Exercise directions: In the entries, find all lines that hold the word "bare" and copy them.

------------------------------

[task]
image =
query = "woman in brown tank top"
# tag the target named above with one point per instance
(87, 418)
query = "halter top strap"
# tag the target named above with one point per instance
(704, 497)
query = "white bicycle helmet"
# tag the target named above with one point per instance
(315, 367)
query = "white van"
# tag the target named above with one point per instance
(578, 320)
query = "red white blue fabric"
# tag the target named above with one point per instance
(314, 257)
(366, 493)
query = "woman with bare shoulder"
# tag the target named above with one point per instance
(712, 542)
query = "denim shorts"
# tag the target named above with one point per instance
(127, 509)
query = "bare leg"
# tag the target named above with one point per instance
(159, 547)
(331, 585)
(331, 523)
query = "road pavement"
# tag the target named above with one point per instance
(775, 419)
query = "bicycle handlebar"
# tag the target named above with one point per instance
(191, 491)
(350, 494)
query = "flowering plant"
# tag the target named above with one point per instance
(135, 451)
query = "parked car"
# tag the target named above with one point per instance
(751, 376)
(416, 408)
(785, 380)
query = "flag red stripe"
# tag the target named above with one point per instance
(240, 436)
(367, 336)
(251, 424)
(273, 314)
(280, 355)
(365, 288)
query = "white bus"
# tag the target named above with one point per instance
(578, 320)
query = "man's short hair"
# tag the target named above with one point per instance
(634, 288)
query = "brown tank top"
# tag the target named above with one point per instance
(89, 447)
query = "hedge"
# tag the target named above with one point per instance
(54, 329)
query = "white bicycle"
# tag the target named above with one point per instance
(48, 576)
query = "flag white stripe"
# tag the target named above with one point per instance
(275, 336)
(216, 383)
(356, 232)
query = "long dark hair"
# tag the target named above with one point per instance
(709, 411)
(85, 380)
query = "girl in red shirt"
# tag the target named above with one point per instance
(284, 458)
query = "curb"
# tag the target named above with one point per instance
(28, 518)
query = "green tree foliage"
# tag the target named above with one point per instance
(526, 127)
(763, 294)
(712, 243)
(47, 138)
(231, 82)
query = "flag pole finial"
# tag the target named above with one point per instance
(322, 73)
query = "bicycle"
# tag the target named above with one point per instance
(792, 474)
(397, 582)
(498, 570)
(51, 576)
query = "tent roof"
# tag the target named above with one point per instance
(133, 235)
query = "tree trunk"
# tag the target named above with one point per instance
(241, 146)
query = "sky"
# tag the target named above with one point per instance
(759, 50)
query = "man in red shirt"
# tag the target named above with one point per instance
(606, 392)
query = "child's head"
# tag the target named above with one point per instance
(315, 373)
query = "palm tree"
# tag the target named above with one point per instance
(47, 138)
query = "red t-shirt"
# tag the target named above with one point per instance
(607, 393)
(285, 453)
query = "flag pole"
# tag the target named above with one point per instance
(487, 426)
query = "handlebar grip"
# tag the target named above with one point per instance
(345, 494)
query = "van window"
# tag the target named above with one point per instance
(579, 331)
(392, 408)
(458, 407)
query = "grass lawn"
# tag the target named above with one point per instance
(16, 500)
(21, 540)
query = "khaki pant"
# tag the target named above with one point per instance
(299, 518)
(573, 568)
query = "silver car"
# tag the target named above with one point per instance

------------------------------

Answer box:
query = "woman with bare shoulder"
query = "bare leg"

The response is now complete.